### Aim of the task
Show all lines from the data that include the word "collar".

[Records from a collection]
•••

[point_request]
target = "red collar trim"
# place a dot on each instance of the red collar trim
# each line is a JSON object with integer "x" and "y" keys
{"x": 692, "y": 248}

•••

### Answer section
target = "red collar trim"
# place a dot on each instance of the red collar trim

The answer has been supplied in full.